WORK TASK: Only an exact repetition of the lines from the one that holds "Keypoint placement: for each instance of the sleeveless" to the end of the records is wanted.
════════════════════
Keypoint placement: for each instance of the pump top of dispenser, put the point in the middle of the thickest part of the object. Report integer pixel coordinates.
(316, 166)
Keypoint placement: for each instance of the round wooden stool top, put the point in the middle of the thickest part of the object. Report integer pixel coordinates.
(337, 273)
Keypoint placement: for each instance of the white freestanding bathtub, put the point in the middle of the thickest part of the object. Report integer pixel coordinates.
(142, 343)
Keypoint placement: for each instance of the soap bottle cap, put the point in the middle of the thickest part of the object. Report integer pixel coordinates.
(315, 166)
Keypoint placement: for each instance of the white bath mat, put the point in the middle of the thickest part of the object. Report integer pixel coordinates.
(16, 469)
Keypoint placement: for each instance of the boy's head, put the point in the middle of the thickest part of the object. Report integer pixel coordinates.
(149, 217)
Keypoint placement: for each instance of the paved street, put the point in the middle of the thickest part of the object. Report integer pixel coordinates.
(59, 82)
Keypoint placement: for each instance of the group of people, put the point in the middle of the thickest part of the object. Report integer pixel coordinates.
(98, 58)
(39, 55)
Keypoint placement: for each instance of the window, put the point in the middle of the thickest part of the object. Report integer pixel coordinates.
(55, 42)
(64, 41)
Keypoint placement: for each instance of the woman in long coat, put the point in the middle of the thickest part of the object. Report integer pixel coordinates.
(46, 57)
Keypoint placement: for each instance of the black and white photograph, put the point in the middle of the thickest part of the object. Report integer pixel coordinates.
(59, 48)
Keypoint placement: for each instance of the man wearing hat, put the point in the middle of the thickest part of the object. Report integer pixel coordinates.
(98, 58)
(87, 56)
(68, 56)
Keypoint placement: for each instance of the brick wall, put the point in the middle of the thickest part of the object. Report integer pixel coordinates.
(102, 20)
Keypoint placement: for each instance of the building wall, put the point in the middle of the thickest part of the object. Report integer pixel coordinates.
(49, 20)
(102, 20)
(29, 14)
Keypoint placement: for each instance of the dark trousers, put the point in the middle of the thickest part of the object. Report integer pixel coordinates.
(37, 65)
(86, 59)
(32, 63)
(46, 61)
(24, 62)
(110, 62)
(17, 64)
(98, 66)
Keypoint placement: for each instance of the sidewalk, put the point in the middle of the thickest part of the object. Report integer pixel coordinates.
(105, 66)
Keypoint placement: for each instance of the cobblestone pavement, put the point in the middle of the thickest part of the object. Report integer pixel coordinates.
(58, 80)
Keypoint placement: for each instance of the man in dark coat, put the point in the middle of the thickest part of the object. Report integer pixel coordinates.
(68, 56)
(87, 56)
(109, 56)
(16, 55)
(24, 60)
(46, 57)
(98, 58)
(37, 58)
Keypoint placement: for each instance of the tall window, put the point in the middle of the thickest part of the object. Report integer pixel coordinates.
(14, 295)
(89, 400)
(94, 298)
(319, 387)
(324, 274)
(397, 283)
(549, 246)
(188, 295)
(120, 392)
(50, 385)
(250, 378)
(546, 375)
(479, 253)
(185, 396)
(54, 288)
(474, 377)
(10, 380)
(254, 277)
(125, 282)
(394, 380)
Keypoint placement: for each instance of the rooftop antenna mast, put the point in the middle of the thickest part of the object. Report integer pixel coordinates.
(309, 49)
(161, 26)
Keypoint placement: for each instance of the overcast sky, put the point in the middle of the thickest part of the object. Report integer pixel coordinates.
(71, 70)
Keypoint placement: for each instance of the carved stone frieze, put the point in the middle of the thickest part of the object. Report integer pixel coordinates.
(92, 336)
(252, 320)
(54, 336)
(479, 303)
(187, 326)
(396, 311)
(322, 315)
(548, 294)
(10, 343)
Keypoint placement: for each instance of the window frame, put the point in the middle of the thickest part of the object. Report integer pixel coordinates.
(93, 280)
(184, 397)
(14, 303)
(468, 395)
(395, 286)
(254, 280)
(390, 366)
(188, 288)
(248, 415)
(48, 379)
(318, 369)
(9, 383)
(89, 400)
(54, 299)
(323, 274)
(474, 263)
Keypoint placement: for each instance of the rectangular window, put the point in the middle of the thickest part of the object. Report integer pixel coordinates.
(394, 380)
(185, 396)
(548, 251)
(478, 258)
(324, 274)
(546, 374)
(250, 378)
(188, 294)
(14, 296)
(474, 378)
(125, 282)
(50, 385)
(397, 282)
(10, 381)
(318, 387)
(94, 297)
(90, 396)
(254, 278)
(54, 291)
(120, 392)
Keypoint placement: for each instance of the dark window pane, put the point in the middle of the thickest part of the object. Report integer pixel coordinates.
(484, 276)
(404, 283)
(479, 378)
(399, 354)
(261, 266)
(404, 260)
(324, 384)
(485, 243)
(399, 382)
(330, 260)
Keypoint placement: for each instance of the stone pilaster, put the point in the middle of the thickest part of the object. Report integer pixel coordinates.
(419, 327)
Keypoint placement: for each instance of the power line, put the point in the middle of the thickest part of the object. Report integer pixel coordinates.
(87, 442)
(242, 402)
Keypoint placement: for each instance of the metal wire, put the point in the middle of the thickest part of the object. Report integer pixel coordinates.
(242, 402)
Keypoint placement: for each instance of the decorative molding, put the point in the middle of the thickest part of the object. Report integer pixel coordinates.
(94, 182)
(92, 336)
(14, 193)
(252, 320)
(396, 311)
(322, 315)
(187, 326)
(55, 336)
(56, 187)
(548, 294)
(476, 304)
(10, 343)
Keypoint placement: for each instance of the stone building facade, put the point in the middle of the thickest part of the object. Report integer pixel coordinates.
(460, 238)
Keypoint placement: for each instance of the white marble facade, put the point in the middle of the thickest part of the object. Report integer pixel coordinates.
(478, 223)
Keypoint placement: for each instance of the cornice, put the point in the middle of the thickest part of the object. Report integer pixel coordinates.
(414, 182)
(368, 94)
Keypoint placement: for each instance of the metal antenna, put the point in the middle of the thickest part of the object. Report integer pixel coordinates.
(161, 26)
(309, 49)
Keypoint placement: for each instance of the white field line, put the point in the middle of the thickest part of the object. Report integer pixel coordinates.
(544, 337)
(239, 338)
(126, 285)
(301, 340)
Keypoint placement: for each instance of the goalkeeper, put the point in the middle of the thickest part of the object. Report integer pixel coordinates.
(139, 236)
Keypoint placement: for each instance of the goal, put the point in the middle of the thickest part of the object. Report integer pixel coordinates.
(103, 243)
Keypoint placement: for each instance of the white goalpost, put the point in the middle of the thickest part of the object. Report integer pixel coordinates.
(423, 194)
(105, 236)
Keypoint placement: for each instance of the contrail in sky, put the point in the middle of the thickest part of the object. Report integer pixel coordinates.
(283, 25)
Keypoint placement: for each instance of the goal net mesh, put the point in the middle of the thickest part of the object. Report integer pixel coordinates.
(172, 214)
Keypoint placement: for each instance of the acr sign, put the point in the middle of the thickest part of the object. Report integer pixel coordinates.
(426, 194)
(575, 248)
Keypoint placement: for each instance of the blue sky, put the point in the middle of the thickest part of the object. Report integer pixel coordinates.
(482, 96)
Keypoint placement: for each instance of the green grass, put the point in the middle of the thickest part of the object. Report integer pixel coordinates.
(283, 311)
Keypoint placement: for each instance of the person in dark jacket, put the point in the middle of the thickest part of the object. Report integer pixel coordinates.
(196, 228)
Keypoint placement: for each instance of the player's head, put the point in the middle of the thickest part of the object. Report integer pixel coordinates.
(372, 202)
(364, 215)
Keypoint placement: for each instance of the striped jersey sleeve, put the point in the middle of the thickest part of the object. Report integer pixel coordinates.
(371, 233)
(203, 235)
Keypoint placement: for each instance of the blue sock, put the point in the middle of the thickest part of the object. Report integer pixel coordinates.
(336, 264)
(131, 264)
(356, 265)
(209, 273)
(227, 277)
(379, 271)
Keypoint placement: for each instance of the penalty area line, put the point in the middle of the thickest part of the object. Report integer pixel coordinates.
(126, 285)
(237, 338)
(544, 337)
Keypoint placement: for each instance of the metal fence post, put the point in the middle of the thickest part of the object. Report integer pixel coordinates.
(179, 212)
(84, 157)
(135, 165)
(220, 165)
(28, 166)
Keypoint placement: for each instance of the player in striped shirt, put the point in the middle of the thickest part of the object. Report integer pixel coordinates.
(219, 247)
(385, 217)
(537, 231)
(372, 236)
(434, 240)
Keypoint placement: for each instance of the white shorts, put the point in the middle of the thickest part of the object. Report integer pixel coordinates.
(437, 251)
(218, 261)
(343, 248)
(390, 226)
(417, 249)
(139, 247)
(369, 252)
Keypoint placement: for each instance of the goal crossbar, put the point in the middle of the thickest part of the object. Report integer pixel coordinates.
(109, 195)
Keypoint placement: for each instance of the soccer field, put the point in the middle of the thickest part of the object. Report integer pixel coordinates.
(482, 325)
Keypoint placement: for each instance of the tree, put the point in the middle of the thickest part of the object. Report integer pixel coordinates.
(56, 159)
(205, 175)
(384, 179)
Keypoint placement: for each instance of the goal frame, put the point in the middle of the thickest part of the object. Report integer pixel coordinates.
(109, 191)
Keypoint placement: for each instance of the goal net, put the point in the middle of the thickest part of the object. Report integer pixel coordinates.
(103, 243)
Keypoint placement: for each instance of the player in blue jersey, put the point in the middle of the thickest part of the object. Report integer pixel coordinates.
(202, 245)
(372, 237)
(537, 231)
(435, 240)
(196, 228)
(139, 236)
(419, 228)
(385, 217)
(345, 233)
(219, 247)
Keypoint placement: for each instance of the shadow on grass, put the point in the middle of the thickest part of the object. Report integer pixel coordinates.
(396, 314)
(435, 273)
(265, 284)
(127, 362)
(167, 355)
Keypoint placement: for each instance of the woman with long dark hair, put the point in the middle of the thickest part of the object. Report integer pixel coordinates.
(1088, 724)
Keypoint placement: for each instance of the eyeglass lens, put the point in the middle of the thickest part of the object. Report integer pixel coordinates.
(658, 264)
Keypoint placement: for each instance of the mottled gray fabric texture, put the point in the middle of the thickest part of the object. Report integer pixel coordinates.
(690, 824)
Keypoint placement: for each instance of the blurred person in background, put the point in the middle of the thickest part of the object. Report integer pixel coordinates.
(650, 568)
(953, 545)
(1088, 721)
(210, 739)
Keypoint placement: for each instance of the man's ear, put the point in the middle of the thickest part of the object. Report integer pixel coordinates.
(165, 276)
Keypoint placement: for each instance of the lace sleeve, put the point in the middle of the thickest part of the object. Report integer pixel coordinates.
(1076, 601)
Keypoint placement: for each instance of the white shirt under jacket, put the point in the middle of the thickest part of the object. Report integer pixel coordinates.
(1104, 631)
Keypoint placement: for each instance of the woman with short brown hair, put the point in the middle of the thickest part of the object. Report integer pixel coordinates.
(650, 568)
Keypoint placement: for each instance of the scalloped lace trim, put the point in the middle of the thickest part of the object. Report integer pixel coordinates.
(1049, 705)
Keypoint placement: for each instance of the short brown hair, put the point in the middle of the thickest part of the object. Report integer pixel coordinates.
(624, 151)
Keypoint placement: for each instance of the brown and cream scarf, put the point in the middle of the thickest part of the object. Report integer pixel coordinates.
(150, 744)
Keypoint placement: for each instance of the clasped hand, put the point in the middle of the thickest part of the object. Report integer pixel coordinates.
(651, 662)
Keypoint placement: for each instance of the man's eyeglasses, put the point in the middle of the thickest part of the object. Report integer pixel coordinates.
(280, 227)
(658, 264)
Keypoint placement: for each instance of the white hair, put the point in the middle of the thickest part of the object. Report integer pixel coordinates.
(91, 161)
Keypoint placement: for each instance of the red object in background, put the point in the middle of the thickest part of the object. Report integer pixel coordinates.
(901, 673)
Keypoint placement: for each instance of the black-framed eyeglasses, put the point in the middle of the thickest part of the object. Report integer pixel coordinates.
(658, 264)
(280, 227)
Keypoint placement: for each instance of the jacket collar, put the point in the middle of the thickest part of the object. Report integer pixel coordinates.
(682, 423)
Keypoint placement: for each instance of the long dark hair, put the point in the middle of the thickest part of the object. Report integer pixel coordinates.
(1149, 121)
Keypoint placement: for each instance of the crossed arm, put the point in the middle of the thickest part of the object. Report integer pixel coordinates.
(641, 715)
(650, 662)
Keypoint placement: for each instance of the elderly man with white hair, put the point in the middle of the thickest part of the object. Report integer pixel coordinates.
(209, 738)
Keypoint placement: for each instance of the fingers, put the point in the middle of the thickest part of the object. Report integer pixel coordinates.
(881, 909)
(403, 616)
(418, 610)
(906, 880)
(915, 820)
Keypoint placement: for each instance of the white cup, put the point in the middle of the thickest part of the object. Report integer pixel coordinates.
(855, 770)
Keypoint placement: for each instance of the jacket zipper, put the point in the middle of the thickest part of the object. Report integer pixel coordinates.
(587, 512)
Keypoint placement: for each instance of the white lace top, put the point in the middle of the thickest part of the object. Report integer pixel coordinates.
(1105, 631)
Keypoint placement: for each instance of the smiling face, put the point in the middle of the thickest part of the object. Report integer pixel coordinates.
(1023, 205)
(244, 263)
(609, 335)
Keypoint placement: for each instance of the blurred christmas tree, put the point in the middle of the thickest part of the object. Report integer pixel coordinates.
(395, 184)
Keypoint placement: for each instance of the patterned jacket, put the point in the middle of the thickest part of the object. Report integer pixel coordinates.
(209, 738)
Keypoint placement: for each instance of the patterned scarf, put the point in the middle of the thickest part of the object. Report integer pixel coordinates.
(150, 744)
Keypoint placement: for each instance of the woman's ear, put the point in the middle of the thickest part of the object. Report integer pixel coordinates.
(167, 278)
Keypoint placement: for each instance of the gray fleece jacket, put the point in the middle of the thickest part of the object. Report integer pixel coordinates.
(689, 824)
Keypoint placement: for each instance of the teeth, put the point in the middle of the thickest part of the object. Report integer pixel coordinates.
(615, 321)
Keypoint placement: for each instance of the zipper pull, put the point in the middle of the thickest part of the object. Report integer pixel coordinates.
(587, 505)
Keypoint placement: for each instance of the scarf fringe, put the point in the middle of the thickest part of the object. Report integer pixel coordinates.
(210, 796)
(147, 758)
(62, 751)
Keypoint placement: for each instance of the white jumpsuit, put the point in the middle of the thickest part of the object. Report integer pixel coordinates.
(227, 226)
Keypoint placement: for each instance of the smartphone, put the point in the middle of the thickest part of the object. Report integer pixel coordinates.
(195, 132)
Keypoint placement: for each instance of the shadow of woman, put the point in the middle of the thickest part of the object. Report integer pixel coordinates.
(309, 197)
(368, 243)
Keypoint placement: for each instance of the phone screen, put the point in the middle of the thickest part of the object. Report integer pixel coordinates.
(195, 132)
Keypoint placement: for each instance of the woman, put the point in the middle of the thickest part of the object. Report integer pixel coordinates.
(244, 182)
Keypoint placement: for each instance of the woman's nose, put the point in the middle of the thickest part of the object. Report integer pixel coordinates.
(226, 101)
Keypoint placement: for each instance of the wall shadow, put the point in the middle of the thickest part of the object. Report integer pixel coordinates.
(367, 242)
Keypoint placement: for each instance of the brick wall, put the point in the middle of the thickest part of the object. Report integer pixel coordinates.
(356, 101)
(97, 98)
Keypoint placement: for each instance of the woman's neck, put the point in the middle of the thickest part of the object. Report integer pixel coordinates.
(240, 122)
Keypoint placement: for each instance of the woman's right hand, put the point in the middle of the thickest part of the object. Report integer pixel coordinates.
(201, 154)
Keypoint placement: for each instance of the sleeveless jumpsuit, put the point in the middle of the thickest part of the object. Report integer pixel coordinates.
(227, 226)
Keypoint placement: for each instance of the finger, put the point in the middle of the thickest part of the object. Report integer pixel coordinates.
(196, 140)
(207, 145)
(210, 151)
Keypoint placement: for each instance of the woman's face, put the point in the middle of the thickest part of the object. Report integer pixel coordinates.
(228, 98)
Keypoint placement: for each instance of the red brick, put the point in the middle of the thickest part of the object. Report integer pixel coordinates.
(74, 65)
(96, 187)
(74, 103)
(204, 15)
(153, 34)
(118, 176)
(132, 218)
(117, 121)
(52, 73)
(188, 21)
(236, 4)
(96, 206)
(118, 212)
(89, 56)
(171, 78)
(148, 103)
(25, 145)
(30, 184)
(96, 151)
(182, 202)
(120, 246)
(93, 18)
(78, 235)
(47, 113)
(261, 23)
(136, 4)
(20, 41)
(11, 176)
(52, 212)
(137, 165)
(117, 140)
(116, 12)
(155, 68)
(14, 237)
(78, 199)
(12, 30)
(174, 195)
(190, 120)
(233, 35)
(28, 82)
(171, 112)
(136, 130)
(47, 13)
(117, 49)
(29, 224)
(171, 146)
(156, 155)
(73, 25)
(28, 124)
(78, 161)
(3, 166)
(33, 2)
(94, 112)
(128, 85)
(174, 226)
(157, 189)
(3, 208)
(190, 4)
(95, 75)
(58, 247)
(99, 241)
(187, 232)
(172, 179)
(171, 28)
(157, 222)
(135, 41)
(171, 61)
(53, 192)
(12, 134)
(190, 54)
════════════════════
SOLUTION FOR THIS PROBLEM:
Keypoint placement: for each instance of the sleeveless jumpsuit, put the point in the middle of the thickest part of the object. Report integer pixel coordinates.
(227, 226)
Keypoint placement: for each instance of the finger, put the point in the middle of the thickest part of the object. Report integer pixel coordinates.
(196, 140)
(207, 145)
(210, 151)
Keypoint placement: for each instance of the woman's face, put the point in the middle of the thickest part of the object. Report integer pixel coordinates.
(228, 98)
Keypoint placement: for each instance of the red brick, put the point in the middle of the thickest part of the object. Report integer pixel coordinates.
(74, 65)
(96, 187)
(74, 103)
(204, 15)
(153, 34)
(118, 176)
(132, 218)
(117, 121)
(52, 73)
(188, 21)
(236, 4)
(96, 206)
(118, 212)
(89, 56)
(171, 78)
(148, 103)
(25, 145)
(30, 184)
(96, 151)
(182, 202)
(120, 246)
(93, 18)
(78, 235)
(47, 113)
(261, 23)
(136, 4)
(20, 41)
(11, 176)
(52, 212)
(137, 165)
(117, 140)
(116, 12)
(155, 68)
(14, 237)
(78, 199)
(12, 30)
(174, 195)
(190, 120)
(233, 35)
(28, 82)
(171, 112)
(136, 130)
(47, 13)
(117, 49)
(29, 224)
(171, 146)
(156, 155)
(73, 25)
(28, 124)
(78, 161)
(3, 166)
(33, 2)
(94, 112)
(128, 85)
(174, 226)
(157, 189)
(3, 208)
(190, 4)
(95, 75)
(58, 247)
(99, 241)
(187, 232)
(172, 179)
(171, 28)
(157, 222)
(135, 41)
(171, 61)
(53, 192)
(12, 134)
(190, 54)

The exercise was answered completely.